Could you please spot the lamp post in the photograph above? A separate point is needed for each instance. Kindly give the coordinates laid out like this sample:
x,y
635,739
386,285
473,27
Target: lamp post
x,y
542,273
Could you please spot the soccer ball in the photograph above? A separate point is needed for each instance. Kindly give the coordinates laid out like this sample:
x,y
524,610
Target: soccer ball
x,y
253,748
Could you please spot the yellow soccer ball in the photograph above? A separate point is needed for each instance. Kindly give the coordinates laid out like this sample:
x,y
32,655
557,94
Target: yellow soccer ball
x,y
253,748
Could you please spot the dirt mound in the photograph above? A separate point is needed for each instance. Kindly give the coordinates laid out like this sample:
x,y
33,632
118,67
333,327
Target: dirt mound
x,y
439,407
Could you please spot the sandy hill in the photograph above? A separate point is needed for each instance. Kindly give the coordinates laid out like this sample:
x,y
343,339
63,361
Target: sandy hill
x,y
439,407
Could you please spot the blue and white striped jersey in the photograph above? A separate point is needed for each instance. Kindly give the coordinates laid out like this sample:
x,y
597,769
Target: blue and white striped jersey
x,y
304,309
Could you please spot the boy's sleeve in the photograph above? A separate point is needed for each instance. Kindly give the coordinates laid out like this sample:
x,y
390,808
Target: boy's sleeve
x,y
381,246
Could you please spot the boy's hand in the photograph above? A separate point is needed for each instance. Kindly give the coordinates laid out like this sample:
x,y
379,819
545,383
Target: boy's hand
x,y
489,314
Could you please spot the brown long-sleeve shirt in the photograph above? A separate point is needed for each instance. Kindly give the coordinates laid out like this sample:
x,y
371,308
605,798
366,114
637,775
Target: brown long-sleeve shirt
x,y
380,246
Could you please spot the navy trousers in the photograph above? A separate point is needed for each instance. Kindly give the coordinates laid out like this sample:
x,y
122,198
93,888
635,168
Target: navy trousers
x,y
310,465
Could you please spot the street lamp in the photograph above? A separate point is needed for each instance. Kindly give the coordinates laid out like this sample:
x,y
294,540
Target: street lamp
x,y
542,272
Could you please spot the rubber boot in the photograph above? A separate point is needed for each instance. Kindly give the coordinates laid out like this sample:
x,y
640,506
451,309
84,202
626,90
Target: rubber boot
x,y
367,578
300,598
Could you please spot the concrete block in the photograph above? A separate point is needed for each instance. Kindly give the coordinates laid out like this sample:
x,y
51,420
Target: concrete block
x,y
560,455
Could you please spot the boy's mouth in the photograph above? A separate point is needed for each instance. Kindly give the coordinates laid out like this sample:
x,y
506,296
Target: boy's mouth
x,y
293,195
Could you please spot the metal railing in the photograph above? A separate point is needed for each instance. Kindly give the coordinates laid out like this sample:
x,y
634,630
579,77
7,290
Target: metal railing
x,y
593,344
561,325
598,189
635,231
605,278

▶ [Task prompt]: Output the entries exactly.

▶ [Final answer]:
Could you please spot the lamp post in the photograph above? A separate point is needed for each instance. Kindly give the coordinates laid out like this sample:
x,y
635,739
386,285
473,27
Target: lamp post
x,y
542,273
Could you please spot the soccer ball in the photograph above? A separate point is needed for each instance. Kindly give the coordinates laid out like this sample:
x,y
524,610
Target: soccer ball
x,y
253,748
Could you please spot the yellow soccer ball in the photograph above? A separate point is needed for each instance. Kindly give the coordinates laid out like this sample:
x,y
32,655
557,94
Target: yellow soccer ball
x,y
253,748
Could you please spot the dirt mound in the photograph above? A separate point is needed for each instance. Kindly give the coordinates laid out like this sample:
x,y
33,632
118,67
333,327
Target: dirt mound
x,y
439,407
Could you please spot the sandy hill in the photograph above? A separate point is needed for each instance. Kindly give the coordinates laid out like this sample:
x,y
343,339
63,361
Target: sandy hill
x,y
439,407
Could you please spot the blue and white striped jersey in the photograph above? A separate point is needed for each instance. Kindly give the coordinates laid out like this sample:
x,y
597,769
Target: blue and white striped jersey
x,y
304,309
Could you please spot the boy's sleeve in the photograph above? A separate point is needed for each instance. Kindly give the coordinates laid out like this sample:
x,y
390,808
Target: boy's sleeve
x,y
381,246
Could you please spot the boy's hand in the photograph above? A separate point is needed for each instance. Kindly give the coordinates laid out like this sample:
x,y
379,819
545,383
Target: boy's hand
x,y
489,314
Could you please spot the brown long-sleeve shirt in the photograph above? A separate point is needed for each instance. Kindly give the coordinates laid out like this sample:
x,y
371,308
605,798
366,114
637,775
Target: brown long-sleeve shirt
x,y
380,246
Could you please spot the navy trousers in the photograph above? A separate point is needed for each instance. Kindly give the coordinates laid out like this sample:
x,y
122,198
93,888
635,168
Target: navy trousers
x,y
310,465
Could you please spot the street lamp in the photograph above? A separate point is needed for each instance. Kindly give the coordinates laid out like this sample:
x,y
294,540
Target: street lamp
x,y
542,272
Could you please spot the rubber boot in the photograph above? A separate point is needed for each instance. Kindly give the coordinates laid out like this sample:
x,y
640,506
451,309
84,202
626,90
Target: rubber boot
x,y
367,578
300,598
Could you please spot the concrete block in the photograph above? A separate point is needed for each instance. Kindly give the coordinates laid out like this sample:
x,y
51,420
Target: concrete block
x,y
560,455
Could you please spot the boy's mouth in the photograph above? A separate point is needed for each instance. Kindly give the coordinates laid out like this sample:
x,y
506,296
Target: boy's mouth
x,y
293,195
Could you please spot the metal railing in the photograph above? A separate point is needed for each instance. Kindly give the coordinates laid out like this sample:
x,y
634,630
579,77
7,290
Target: metal railing
x,y
593,344
561,325
598,189
635,231
605,278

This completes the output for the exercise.